Savannah is one of the magical cities of the South dripping in history, charm and hospitality. Known as “The Hostess City of the South” its people are known to be friendly and welcoming. I first visited Savannah in my teens and knew I would be back many times in my life. Every few years I try to find time to make the trip down to Savannah with a stop along the way one of my other favorite Southern cities, Charleston, SC.
Savannah is a town that requires a long walk. To notice all the architectural details and catch a glimpse into the secret gardens behind people’s iron gates, you must be on foot. The historic district in particular is compact enough to enjoy an afternoon strolling adventure. Forsyth Park occupies 30 acres in the historic district and highlights a beautiful fountain and unique Fragrant Garden for the blind. The historic district is popular for its many squares, 22 in total, that divide the streets and create space for large trees, sculptures, places of rest and water elements. The streets weave around these squares every few blocks, requiring people to slow their pace to the rhythm of the city.
The city sits on the Savannah River and the cobblestoned riverfront area is a must see. In the 1800s the Port of Savannah was one of the busiest in the United States. The port’s popularity declined rapidly after a lengthy Union blockade during the Civil War. In 1864 General Sherman telegraphed President Lincoln, presenting him “as a Christmas gift, the City of Savannah with 150 heavy guns and plenty of ammunition; and also about 25,000 bales of cotton.”
Tybee Island, just off the coast, is a popular beach spot that offers quaint overnight rentals off the beaten path. Take a detour to Bonaventure Cemetery, made popular in the book and movie Midnight in the Garden of Good and Evil, on your way to Tybee Island.

Natural-language object grounding data:
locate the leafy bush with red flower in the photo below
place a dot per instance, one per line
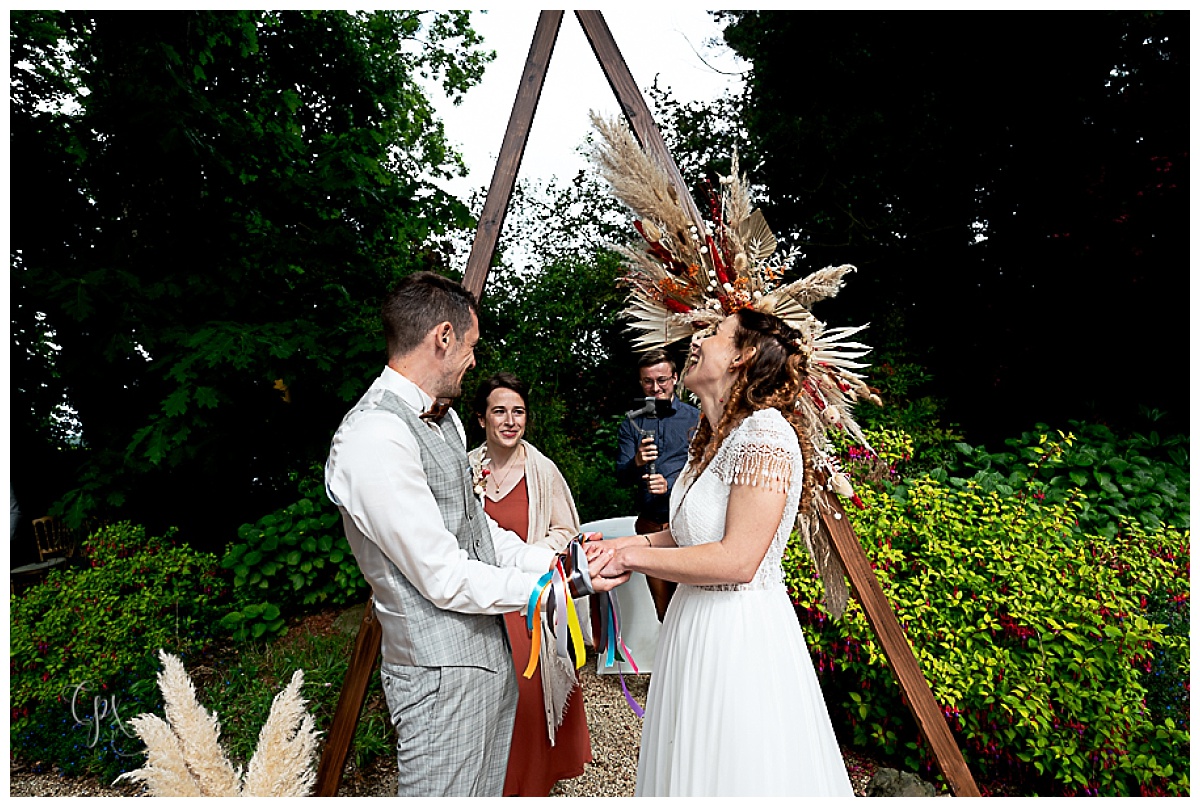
(83, 646)
(1037, 640)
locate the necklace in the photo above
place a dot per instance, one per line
(501, 478)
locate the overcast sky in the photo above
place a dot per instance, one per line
(654, 40)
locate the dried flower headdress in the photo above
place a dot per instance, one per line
(688, 275)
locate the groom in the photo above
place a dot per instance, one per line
(441, 569)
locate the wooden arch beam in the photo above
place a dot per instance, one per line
(846, 544)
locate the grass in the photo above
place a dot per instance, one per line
(239, 681)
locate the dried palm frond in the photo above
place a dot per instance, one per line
(687, 275)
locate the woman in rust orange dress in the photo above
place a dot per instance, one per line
(525, 491)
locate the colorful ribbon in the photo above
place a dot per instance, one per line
(555, 593)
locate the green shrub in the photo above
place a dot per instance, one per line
(294, 557)
(240, 691)
(1033, 637)
(899, 381)
(1143, 477)
(83, 646)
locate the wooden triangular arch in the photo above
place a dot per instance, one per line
(865, 587)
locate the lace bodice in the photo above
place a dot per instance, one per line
(762, 450)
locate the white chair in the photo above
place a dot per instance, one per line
(639, 620)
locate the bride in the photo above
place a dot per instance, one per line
(735, 706)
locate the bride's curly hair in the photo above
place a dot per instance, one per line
(772, 378)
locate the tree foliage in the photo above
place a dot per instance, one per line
(208, 208)
(552, 316)
(1013, 187)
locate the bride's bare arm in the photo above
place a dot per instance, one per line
(750, 522)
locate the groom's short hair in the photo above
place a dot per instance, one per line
(418, 304)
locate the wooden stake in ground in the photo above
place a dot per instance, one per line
(850, 551)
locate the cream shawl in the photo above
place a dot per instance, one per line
(553, 522)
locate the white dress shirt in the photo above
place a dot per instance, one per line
(376, 477)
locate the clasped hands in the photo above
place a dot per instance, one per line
(606, 559)
(605, 569)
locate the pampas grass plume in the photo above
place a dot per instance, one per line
(184, 754)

WORK ITEM A:
Repeat the part of the text about Savannah from "The city sits" to "to Tybee Island.".
WORK ITEM B:
In the text about Savannah, how many acres does Forsyth Park cover?
You won't need the listing for anything here.

RESULT A:
The city sits on the Savannah River and the cobblestoned riverfront area is a must see. In the 1800s the Port of Savannah was one of the busiest in the United States. The port’s popularity declined rapidly after a lengthy Union blockade during the Civil War. In 1864 General Sherman telegraphed President Lincoln, presenting him “as a Christmas gift, the City of Savannah with 150 heavy guns and plenty of ammunition; and also about 25,000 bales of cotton.”
Tybee Island, just off the coast, is a popular beach spot that offers quaint overnight rentals off the beaten path. Take a detour to Bonaventure Cemetery, made popular in the book and movie Midnight in the Garden of Good and Evil, on your way to Tybee Island.

RESULT B:
30 acres